**About this task:**
Would you return, word for word, the lines of the data below from the line with "Expected: one point per instance of the green" through the line with "this form: (592,261).", and no others?

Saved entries
────────────────

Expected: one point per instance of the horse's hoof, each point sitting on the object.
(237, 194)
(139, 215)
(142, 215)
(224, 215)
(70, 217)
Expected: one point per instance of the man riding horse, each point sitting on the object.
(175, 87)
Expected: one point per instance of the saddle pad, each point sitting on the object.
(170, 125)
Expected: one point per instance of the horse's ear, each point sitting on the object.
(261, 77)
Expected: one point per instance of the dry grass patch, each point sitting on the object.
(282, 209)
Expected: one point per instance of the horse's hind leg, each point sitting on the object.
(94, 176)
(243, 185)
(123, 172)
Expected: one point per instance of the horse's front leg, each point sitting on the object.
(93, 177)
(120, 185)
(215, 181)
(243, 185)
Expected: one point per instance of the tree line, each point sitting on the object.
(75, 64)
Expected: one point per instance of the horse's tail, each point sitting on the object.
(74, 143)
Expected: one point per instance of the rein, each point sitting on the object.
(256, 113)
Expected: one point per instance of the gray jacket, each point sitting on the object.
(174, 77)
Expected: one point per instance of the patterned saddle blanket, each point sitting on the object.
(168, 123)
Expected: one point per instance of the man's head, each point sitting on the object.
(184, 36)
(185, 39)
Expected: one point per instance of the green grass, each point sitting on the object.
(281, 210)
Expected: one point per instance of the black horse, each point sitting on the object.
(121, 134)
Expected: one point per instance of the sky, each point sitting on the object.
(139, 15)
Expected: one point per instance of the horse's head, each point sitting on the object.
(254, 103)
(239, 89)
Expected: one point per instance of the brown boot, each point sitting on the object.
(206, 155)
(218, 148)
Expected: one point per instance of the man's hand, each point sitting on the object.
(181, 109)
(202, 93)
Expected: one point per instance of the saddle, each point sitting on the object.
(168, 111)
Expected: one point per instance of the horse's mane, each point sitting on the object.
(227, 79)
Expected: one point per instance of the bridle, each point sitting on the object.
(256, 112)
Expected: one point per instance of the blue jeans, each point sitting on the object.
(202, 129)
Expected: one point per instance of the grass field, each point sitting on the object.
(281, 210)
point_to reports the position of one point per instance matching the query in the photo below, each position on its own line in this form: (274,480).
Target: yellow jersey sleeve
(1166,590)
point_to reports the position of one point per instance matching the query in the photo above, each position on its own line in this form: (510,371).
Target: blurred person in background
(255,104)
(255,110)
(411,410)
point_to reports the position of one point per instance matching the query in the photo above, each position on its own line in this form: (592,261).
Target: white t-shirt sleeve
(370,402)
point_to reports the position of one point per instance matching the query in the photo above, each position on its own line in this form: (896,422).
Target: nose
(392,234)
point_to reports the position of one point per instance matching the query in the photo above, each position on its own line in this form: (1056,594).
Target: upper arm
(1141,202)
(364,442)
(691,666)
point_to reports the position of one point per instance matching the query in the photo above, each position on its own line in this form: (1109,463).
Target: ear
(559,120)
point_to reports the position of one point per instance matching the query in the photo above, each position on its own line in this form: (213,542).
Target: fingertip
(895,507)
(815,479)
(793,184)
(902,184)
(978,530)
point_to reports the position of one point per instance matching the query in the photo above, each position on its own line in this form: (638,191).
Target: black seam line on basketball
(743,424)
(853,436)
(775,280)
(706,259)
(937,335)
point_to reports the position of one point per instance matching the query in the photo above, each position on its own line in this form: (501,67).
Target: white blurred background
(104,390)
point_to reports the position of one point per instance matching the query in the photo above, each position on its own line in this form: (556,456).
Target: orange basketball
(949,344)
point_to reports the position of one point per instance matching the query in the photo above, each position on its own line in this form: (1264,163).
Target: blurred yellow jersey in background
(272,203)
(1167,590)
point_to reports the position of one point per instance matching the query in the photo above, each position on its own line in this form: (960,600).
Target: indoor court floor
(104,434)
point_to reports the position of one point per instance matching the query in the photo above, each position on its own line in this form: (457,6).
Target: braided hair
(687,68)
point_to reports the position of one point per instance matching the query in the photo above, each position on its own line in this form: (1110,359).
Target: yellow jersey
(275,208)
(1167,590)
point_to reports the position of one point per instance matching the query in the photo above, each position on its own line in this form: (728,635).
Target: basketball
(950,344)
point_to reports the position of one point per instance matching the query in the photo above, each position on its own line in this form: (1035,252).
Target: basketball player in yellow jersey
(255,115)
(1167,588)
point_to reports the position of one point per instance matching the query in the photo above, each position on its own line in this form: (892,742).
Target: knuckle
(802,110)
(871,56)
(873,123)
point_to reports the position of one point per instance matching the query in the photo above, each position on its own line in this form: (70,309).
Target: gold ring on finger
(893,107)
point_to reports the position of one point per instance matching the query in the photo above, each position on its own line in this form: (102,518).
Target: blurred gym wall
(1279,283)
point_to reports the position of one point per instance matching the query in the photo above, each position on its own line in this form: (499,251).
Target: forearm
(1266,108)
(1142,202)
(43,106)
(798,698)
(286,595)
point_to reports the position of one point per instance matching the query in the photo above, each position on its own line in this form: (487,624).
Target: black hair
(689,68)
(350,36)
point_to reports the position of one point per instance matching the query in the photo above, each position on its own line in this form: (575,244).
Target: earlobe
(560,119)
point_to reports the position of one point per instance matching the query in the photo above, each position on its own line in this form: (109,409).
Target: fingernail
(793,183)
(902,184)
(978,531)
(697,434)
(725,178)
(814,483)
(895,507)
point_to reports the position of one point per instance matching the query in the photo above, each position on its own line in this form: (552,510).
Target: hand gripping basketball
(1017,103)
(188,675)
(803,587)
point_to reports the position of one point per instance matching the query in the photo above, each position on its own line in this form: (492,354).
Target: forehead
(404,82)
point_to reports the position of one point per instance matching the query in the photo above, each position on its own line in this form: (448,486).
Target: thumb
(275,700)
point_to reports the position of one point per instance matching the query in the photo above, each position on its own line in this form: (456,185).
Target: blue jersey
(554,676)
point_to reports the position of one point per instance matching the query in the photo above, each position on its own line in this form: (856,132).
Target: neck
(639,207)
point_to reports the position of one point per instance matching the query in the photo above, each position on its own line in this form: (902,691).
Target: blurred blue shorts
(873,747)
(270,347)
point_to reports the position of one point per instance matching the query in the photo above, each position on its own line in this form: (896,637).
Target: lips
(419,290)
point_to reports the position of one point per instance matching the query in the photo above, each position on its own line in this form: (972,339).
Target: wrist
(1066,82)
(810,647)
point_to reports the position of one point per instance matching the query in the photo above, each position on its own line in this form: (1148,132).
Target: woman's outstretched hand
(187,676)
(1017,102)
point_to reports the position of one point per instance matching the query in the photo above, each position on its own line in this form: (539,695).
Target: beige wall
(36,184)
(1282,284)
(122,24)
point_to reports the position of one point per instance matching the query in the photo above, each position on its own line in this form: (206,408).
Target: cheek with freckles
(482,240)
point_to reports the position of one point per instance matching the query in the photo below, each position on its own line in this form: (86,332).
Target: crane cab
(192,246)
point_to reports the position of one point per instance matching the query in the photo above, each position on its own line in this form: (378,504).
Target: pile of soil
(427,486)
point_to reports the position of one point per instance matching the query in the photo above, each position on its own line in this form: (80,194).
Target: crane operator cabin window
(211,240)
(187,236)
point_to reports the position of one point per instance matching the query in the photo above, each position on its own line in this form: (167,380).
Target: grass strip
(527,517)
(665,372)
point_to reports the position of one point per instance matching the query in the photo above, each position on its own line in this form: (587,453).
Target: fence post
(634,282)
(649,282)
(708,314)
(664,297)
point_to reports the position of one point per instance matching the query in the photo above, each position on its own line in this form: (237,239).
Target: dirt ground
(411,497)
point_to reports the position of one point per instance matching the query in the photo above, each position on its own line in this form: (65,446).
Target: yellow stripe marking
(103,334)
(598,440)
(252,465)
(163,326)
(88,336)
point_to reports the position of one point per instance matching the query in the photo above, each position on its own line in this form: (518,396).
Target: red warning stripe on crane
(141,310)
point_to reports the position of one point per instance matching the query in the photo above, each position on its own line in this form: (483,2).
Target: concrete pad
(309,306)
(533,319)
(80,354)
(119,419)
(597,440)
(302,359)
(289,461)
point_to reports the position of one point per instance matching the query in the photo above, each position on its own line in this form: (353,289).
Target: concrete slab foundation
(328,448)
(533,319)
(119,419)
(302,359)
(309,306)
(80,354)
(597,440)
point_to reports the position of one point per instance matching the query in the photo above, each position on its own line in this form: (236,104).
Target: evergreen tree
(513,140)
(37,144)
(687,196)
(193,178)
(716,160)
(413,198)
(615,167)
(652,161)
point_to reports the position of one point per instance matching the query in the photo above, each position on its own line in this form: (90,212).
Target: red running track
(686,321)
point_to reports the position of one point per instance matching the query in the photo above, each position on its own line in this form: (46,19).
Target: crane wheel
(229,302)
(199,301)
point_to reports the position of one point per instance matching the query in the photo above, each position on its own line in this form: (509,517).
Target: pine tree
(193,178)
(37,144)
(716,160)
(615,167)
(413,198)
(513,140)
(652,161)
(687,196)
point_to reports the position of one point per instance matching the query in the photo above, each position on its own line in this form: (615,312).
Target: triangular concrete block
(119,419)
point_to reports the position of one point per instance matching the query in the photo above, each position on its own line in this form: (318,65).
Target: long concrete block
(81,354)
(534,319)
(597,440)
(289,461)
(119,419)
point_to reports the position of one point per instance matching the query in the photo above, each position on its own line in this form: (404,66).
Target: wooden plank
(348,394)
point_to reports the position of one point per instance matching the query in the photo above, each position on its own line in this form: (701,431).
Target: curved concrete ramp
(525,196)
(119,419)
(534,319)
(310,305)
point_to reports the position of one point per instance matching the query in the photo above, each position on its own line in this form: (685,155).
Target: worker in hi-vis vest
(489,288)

────────────────

**Answer section:**
Expected: one point per instance of the green grass, each point sitting on the object.
(281, 210)
Expected: one point per instance of the black horse, each point sitting on the object.
(121, 134)
Expected: one point per instance of the sky, each point sitting on the object.
(139, 15)
Expected: one point per instance of the horse's head, each point sitting on the object.
(254, 103)
(239, 89)
Expected: one point per instance of the brown boot, each point sitting on the object.
(206, 155)
(218, 148)
Expected: one point per instance of the man's hand, each point sitting on the object.
(181, 109)
(202, 93)
Expected: one point per instance of the saddle, each point sitting on the object.
(168, 111)
Expected: one point per instance of the horse's mane, each point sitting on the object.
(227, 79)
Expected: one point per instance of the bridle, each point sitting on the object.
(256, 112)
Expected: one point per instance of the blue jeans, each point sitting on the object.
(202, 129)
Expected: one point per instance of the grass field, each point sitting on the object.
(281, 210)
point_to reports the position of one point per instance matching the query in the photo below, each position on its own line in this form: (274,480).
Target: yellow jersey sleeve
(1166,590)
point_to reports the position of one point per instance matching the query in the photo above, each position on its own line in this form: (510,371).
Target: blurred person in background
(255,104)
(255,110)
(411,410)
point_to reports the position of one point per instance matching the query in the photo above, each position on its own line in this form: (592,261).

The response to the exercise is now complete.